[Reading passage]
>> start
Ministers are faced with a set of choices as to how the ban should be implemented. The Government's ideal outcome would be a total ban of the consumption of snack-foods in any public area (including schools, workplaces, public houses and oil rigs), and a strict rationing system per household. At the other end of the scale is an option to allow the public consumption of 'baked not fried' products, but only in pubs which already serve food. Interestingly, the actual purchase of the snacks in question is unlikely to be made illegal.

Chemists have already started stocking 'salt n starch' patches to help people to kick the habit, but public opinion generally seems to be that the Government have gone too far. We asked some people in the steet, and the words 'nanny state', 'Big Brother', 'political correctness gone mad', and 'delicious crisps' were mentioned in almost every conversation. Roger Fringe, a member of the public, told us: "When I go to the pub, I like to have a packet of crisps with my pint and my fag. Who doesn't! Sometimes I'll have some pork scratchings. It's my choice, and I'm not hurting anybody. Now I'm going to be treated like a criminal!"

Publicans and newsagents are stocking up to 6 times their normal quantities of crisps and nuts, in preparation for the public stampede to consume as many snacks as they can before the ban comes into effect. We've already had reports of parents filling their childrens' school bags with Pringles and encouraging them to eat them at every possible opportunity. Parents' group KidLove told us: "This will show the Government that we are capable of making the right decisions for ourselves, and for our children."
>> end
[Items listed in a dataset]
>> start
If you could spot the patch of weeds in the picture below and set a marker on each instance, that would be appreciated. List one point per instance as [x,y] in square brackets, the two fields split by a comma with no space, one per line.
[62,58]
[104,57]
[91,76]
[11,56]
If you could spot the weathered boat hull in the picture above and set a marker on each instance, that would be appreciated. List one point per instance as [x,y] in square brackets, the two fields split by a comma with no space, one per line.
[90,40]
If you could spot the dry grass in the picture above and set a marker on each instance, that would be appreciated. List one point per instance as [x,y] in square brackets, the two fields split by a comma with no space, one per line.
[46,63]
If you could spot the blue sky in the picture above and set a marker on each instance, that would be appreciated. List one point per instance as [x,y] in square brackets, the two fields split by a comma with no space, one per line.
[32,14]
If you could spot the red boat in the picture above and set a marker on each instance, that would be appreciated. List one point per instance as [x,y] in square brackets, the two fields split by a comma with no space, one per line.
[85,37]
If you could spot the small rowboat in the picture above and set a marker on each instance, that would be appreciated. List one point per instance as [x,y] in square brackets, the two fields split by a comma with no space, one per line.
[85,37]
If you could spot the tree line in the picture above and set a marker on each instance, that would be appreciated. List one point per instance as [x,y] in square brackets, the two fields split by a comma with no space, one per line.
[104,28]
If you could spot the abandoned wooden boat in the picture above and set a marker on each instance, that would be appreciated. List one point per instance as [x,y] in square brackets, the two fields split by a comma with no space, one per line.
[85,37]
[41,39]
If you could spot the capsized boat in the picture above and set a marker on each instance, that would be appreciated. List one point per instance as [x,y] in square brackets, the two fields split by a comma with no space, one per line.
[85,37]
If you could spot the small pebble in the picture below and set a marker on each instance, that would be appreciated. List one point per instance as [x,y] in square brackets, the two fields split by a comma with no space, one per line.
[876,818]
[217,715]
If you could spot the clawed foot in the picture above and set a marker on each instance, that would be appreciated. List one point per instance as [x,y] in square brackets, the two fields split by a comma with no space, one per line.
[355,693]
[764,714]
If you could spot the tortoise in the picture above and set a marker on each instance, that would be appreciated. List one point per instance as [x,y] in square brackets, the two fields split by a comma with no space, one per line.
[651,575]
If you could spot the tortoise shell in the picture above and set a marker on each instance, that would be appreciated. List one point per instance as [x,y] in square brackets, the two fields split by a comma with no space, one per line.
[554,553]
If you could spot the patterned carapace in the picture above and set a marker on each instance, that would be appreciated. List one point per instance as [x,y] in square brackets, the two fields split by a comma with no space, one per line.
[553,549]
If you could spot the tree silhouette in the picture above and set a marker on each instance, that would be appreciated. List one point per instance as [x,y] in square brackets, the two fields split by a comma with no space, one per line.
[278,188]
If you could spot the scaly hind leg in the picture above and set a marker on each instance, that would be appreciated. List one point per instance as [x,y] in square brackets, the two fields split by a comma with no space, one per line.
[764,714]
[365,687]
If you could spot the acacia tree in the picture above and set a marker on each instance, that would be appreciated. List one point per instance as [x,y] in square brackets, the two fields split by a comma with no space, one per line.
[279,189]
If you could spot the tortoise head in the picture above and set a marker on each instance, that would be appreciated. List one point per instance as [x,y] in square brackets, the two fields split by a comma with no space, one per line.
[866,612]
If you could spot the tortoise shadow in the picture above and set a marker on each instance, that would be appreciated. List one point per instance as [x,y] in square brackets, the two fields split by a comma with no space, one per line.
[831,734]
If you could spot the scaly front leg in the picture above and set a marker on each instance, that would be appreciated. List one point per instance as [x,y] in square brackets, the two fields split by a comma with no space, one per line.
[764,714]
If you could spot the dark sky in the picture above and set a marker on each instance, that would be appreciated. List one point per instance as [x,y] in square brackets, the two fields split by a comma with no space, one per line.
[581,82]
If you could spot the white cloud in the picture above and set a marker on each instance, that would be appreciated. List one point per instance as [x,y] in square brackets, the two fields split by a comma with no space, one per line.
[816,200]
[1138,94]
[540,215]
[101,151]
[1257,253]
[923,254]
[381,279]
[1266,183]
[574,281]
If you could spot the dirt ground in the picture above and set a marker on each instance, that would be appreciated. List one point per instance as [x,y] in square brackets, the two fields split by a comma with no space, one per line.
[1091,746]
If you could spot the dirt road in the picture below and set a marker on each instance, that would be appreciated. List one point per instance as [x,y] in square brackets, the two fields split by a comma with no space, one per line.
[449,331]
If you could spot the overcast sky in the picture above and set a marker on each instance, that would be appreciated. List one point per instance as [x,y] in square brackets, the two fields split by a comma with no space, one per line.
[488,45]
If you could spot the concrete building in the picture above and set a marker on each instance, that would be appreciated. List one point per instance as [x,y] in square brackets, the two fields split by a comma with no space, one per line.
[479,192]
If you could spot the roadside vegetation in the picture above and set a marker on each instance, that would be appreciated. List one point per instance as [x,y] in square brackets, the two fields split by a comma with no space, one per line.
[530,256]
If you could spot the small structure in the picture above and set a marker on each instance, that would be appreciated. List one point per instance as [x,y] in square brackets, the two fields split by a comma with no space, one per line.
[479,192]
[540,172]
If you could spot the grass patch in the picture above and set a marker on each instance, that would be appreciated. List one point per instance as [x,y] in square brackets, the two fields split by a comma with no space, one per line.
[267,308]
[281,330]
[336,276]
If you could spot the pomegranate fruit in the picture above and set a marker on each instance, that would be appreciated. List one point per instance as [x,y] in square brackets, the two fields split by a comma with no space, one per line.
>> end
[Written task] In the passage on the proposed snack-food ban, how much are publicans and newsagents increasing their stock of crisps and nuts?

[Exercise solution] They are stocking up to 6 times their normal quantities.